- SUPPLIED TEXT -
══════════

Lesson Learned 1 – How to prepare the stuffing: I used a box of stove stop stuffing for these recipes (one designed to be used with turkey and one designed for pork) so it already had the seasonings I needed in it but you can also use just a plain stuffing mix. If so, you will need to add some poultry seasoning and dried sage. I also added some sliced onions, sliced mushrooms and diced celery to boost the flavor of the stuffing mix when I made the turkey and substituted sliced apples for the mushrooms when making the pork, but you don’t have to. I’ll put both versions in the recipe below and you can chose whatever method suits you.

The first time I made this most of the stuffing was soft except for the very bottom. I stirred everything together after it was all cooked and it turned out ok. The second time I made this I added a cup of chicken broth to the stuffing mix and it turned out perfectly. Since you put the soup/gravy mixture on top of the meat, it does not totally reach all of the stuffing. And since a turkey breast doesn’t have a lot of fat to begin with you need the moistness of the chicken broth to get the desired consistency of the stuffing. I also added carrots on top of the stuffing in both recipes and they turned out perfectly. The pork roast had a little more fat so that also helped to keep the stuffing moist.

══════════

- WORK REQUEST 1 -
According to the stuffing notes, what was added to the stuffing mix the second time, making it turn out perfectly?
- WORK REQUEST 2 -
Reproduce part of the stuffing notes word for word, starting at the words "The first time" and ending after the words "the stuffing moist.".

- AVAILABLE DATA -

══════════

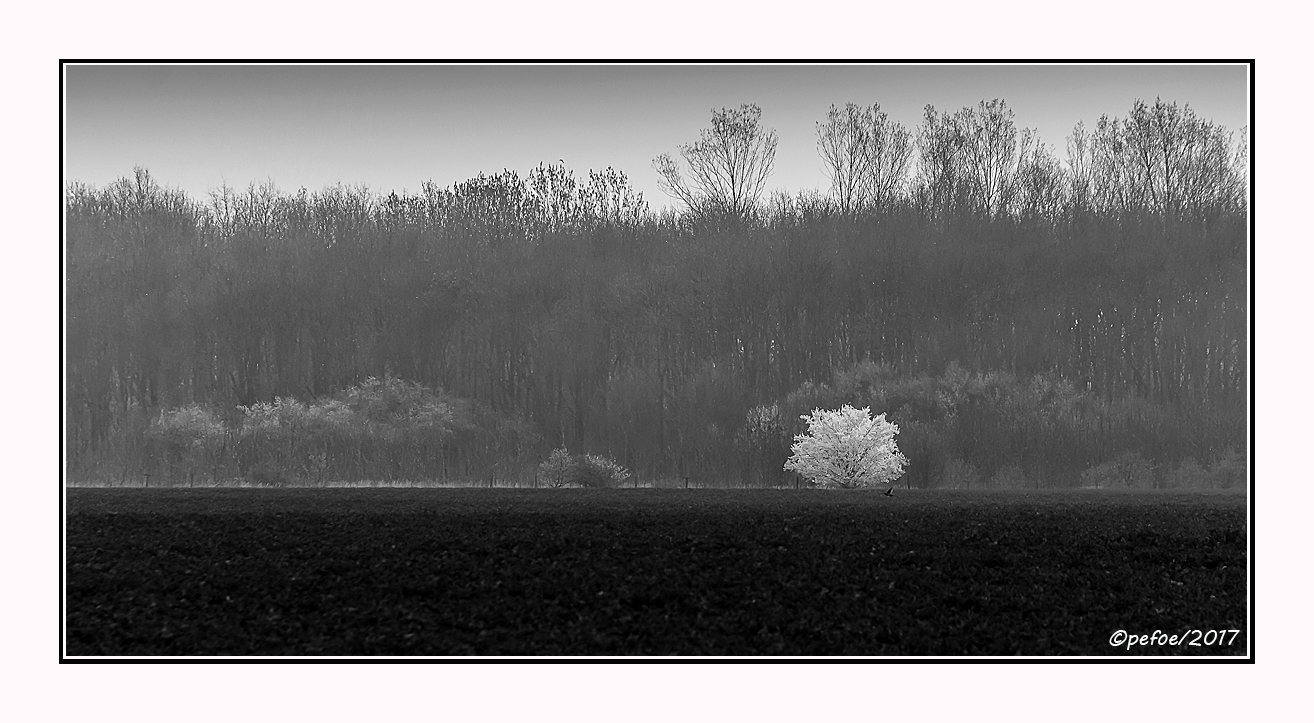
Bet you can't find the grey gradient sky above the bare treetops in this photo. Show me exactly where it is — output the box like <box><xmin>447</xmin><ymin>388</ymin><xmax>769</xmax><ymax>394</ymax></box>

══════════

- REPLY 1 -
A cup of chicken broth.

- REPLY 2 -
The first time I made this most of the stuffing was soft except for the very bottom. I stirred everything together after it was all cooked and it turned out ok. The second time I made this I added a cup of chicken broth to the stuffing mix and it turned out perfectly. Since you put the soup/gravy mixture on top of the meat, it does not totally reach all of the stuffing. And since a turkey breast doesn’t have a lot of fat to begin with you need the moistness of the chicken broth to get the desired consistency of the stuffing. I also added carrots on top of the stuffing in both recipes and they turned out perfectly. The pork roast had a little more fat so that also helped to keep the stuffing moist.